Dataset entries

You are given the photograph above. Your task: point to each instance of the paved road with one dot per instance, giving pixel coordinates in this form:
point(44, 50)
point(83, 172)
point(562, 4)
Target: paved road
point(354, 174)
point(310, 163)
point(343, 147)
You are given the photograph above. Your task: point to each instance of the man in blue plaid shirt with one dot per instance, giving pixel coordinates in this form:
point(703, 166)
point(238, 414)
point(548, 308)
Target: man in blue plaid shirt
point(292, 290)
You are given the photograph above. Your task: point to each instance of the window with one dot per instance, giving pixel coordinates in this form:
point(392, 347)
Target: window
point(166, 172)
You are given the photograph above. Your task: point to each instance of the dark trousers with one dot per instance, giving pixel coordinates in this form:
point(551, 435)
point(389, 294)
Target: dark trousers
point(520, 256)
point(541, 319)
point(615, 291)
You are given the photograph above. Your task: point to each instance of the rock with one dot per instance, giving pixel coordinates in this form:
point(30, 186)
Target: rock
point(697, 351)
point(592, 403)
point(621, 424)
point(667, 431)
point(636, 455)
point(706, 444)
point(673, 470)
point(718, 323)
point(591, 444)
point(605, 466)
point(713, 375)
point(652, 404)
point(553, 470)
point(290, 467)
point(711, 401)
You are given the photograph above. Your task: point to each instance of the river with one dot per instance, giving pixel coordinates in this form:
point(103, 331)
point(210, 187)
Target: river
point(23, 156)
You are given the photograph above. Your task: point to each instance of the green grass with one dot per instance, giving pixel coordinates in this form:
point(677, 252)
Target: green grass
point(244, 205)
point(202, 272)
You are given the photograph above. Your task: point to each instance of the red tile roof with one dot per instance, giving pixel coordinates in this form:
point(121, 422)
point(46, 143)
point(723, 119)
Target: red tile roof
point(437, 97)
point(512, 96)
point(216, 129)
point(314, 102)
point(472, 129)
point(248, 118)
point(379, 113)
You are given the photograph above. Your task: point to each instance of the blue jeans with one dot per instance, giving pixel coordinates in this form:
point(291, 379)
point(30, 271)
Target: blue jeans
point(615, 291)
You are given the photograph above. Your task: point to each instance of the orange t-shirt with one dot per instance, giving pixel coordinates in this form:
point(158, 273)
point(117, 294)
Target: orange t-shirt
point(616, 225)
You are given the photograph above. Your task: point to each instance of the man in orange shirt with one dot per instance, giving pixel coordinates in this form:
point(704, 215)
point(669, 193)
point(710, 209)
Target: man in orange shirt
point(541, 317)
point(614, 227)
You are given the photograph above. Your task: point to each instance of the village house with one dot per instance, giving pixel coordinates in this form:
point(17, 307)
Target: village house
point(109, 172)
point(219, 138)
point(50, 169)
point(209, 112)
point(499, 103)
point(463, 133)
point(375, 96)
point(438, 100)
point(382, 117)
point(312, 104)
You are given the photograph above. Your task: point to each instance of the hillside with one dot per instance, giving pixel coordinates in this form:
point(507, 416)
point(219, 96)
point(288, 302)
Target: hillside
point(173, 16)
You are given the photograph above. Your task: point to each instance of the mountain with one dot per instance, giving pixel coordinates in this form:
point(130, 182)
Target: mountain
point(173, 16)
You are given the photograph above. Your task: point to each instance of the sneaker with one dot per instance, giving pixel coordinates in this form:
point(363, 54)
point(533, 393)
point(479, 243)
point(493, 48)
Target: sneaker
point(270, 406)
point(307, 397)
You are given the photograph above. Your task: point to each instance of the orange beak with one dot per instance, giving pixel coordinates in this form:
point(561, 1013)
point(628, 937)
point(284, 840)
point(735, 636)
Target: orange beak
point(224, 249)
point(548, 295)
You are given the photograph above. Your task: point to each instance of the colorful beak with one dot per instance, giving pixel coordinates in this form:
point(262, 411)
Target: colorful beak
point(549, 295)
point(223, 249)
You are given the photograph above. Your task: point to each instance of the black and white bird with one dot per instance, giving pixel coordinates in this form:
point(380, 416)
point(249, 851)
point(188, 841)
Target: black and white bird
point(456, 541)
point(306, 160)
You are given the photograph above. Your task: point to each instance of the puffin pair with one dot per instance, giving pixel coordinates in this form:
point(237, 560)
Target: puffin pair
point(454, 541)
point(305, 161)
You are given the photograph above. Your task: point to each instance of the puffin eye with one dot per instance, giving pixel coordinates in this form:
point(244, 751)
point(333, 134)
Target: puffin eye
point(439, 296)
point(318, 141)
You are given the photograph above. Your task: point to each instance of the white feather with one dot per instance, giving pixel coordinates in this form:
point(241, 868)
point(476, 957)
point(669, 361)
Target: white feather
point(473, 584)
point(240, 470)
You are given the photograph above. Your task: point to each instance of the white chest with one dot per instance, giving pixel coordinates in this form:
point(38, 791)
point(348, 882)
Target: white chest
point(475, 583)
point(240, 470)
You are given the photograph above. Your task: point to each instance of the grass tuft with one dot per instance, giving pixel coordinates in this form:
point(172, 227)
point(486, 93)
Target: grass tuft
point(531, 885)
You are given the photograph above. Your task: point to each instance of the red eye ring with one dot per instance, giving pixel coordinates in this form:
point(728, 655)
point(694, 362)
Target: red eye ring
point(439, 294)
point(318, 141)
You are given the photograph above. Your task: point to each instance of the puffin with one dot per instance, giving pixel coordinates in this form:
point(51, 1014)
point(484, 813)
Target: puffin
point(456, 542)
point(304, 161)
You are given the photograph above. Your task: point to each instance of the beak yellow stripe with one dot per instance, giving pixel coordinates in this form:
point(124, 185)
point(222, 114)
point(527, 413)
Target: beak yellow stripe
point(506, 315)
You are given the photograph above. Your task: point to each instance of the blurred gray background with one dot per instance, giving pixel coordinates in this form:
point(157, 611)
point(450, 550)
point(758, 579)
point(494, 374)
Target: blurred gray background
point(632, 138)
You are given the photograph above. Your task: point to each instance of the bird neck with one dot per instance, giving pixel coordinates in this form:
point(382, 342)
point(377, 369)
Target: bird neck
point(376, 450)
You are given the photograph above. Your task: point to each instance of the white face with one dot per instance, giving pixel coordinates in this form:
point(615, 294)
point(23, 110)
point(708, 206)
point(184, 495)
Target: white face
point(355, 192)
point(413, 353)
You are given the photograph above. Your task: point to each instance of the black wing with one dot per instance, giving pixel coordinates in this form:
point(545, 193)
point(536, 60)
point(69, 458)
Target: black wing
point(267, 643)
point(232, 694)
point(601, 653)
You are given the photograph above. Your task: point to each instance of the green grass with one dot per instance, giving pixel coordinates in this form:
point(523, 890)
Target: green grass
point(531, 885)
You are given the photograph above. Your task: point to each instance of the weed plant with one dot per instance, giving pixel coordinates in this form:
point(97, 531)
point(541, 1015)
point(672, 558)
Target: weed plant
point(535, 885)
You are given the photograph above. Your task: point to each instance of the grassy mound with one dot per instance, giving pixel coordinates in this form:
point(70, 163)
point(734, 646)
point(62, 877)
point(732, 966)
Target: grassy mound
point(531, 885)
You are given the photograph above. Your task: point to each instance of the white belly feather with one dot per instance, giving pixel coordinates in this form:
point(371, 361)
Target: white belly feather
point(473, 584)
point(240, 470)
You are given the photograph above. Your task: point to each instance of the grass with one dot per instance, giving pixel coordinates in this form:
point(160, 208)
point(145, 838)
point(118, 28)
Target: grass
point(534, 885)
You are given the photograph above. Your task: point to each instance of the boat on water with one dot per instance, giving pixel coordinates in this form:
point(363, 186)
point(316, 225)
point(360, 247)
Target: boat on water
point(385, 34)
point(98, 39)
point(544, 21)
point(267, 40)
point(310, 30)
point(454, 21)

> **Task statement**: All lines of the data are to be repeated exactly as they stand.

> **Written response**:
You are given the photograph above. Your task: point to each instance of the paved road with one dot per instance, giving pixel coordinates in this form:
point(44, 50)
point(83, 172)
point(562, 4)
Target: paved road
point(354, 174)
point(310, 163)
point(343, 147)
You are given the photograph above. Your task: point to each instance of the man in blue plaid shirt with one dot per instance, giving pixel coordinates in this form:
point(703, 166)
point(238, 414)
point(548, 308)
Target: man in blue plaid shirt
point(292, 290)
You are given the photograph above. Your task: point to each instance of the window with one dot per instance, giving pixel coordinates in this form:
point(392, 347)
Target: window
point(166, 172)
You are given the photograph above. Your task: point to each instance of the dark trousers with one dot per instance, giving pixel coordinates in this form:
point(551, 435)
point(389, 294)
Target: dark trousers
point(520, 256)
point(541, 319)
point(615, 291)
You are given the photograph above. Your task: point to each instance of the rock with one dot per instance, giving pixel coordinates in this form:
point(30, 186)
Target: rock
point(697, 351)
point(592, 403)
point(621, 424)
point(667, 431)
point(636, 455)
point(706, 444)
point(673, 470)
point(718, 323)
point(591, 444)
point(605, 466)
point(713, 375)
point(652, 404)
point(553, 470)
point(290, 467)
point(711, 401)
You are given the photograph above. Your task: point to each instance of the river with one dot per instance, giving pixel coordinates in this form:
point(103, 331)
point(210, 187)
Target: river
point(23, 156)
You are given the photograph above. Your task: point to each instance of the green grass with one dot per instance, giving pixel coordinates in this form:
point(677, 252)
Target: green grass
point(244, 205)
point(202, 272)
You are given the photograph above. Your task: point to each instance of the red tile roof with one dot per instance, giving pixel coordinates in this form:
point(121, 422)
point(46, 143)
point(723, 119)
Target: red tile roof
point(437, 97)
point(512, 96)
point(216, 129)
point(314, 102)
point(472, 129)
point(248, 118)
point(379, 113)
You are given the photograph above. Your task: point to each instance of the blue jeans with one dot per instance, giving pixel coordinates in this form:
point(291, 379)
point(30, 271)
Target: blue jeans
point(615, 291)
You are given the photograph above. Your task: point to each instance of the orange t-shirt with one dot per instance, giving pixel coordinates in this form:
point(158, 273)
point(117, 294)
Target: orange t-shirt
point(616, 225)
You are given the photograph above. Your task: point to each instance of the man in orange shirt with one dot per instance, giving pixel coordinates in this form:
point(704, 215)
point(669, 193)
point(710, 209)
Target: man in orange shirt
point(541, 317)
point(614, 227)
You are given the photograph above. Your task: point to each instance of the village house with one dot per instance, giving pixel coordinates in this form:
point(17, 307)
Target: village house
point(109, 172)
point(219, 138)
point(50, 169)
point(209, 112)
point(499, 103)
point(463, 133)
point(375, 96)
point(438, 100)
point(382, 117)
point(312, 104)
You are given the photograph above. Your task: point to each instance of the hillside with one dot per instance, giving pixel coordinates in this form:
point(507, 416)
point(219, 96)
point(288, 302)
Target: hillside
point(173, 16)
You are given the photograph above. Your task: point to each instance of the mountain with one dot per instance, giving pixel coordinates in this form:
point(130, 182)
Target: mountain
point(173, 16)
You are given the photograph above. Your task: point to each instance of the sneaker with one dot per instance, giving pixel coordinates in this form:
point(363, 54)
point(533, 393)
point(479, 243)
point(493, 48)
Target: sneaker
point(270, 406)
point(307, 397)
You are given the photograph above. Your task: point to each instance of the orange beak with one dot per instance, giving pixel coordinates in this form:
point(561, 1013)
point(628, 937)
point(284, 840)
point(735, 636)
Target: orange beak
point(224, 249)
point(548, 295)
You are given the photograph above. Your task: point to each instance of the colorful beak with one dot per instance, giving pixel coordinates in this form:
point(262, 411)
Target: colorful beak
point(549, 295)
point(223, 249)
You are given the photograph above. Your task: point to each instance of the black and white bird with one dot per instance, giving pixel coordinates in this form:
point(380, 416)
point(249, 851)
point(188, 841)
Target: black and white bird
point(456, 541)
point(306, 160)
You are given the photograph above. Your task: point to each instance of the puffin pair with one dot per instance, giving pixel coordinates in this form:
point(237, 560)
Target: puffin pair
point(454, 541)
point(305, 161)
You are given the photograph above. Your task: point to each instance of the puffin eye with one dot per instance, giving pixel coordinates in this form:
point(244, 751)
point(333, 134)
Target: puffin eye
point(439, 296)
point(318, 141)
You are given the photograph above. Your task: point to each instance of the white feather with one dot per instance, giving pixel coordinates in this form:
point(241, 868)
point(476, 957)
point(669, 361)
Target: white feather
point(473, 584)
point(240, 470)
You are given the photograph above. Your task: point to each instance of the white chest with one dot per instance, giving pixel coordinates in this form:
point(38, 791)
point(348, 882)
Target: white chest
point(475, 583)
point(240, 470)
You are given the photograph above. Your task: point to each instance of the grass tuft with one dot per instance, giving pixel coordinates in this form:
point(172, 227)
point(486, 93)
Target: grass tuft
point(531, 885)
You are given the photograph above. Your task: point to each instance of the red eye ring with one dot per instance, giving pixel coordinates in this form:
point(728, 655)
point(694, 362)
Target: red eye ring
point(439, 294)
point(318, 141)
You are given the photograph above. Your task: point to each instance of the puffin with one dot per instance, giving pixel coordinates in this form:
point(51, 1014)
point(484, 813)
Target: puffin
point(456, 542)
point(304, 161)
You are given the photograph above. Your task: point to each instance of the beak yellow stripe with one dot per instance, giving pixel coordinates in this form:
point(124, 185)
point(222, 114)
point(527, 413)
Target: beak yellow stripe
point(506, 315)
You are given the photograph above. Your task: point to each instance of the blurred gray background with one dot per instance, giving pixel coordinates in this form:
point(157, 611)
point(450, 550)
point(758, 579)
point(494, 374)
Target: blurred gray background
point(632, 138)
You are given the photograph above. Your task: point to each instance of the bird neck with one dot per instance, giving pixel coordinates in this form:
point(382, 342)
point(377, 369)
Target: bird neck
point(376, 450)
You are given the photograph above. Your task: point to each instance of the white face with one dot per instance, giving pixel coordinates in this form:
point(615, 294)
point(23, 110)
point(708, 206)
point(184, 495)
Target: white face
point(355, 192)
point(413, 353)
You are given the photograph above. Your task: point to each instance of the black wing with one dot per instance, giving pixel coordinates in this form:
point(545, 193)
point(536, 60)
point(69, 458)
Target: black wing
point(267, 643)
point(232, 694)
point(601, 653)
You are given the photograph above. Your task: point to each instance of the green grass with one dot per instance, giving pixel coordinates in this form:
point(523, 890)
Target: green grass
point(531, 885)
You are given the photograph above. Your task: point to each instance of the weed plant with one dot per instance, giving pixel coordinates in this form:
point(97, 531)
point(541, 1015)
point(672, 558)
Target: weed plant
point(535, 885)
You are given the photograph above. Your task: point to each instance of the grassy mound with one dot per instance, giving pixel coordinates in this form:
point(70, 163)
point(734, 646)
point(62, 877)
point(732, 966)
Target: grassy mound
point(531, 885)
You are given the photograph above. Your task: point to each instance of the white belly feather with one dot per instance, giving pixel coordinates in this form:
point(371, 361)
Target: white belly feather
point(473, 584)
point(240, 470)
You are given the photograph above. Your task: point to each instance of the grass with one dot per instance, giving pixel coordinates in this form:
point(160, 208)
point(145, 838)
point(118, 28)
Target: grass
point(534, 885)
You are given the photograph above. Your task: point to each instance of the boat on water with one dot per instance, giving pixel coordinates in this form:
point(363, 186)
point(316, 225)
point(360, 247)
Target: boat on water
point(385, 34)
point(98, 39)
point(544, 21)
point(267, 40)
point(310, 30)
point(454, 21)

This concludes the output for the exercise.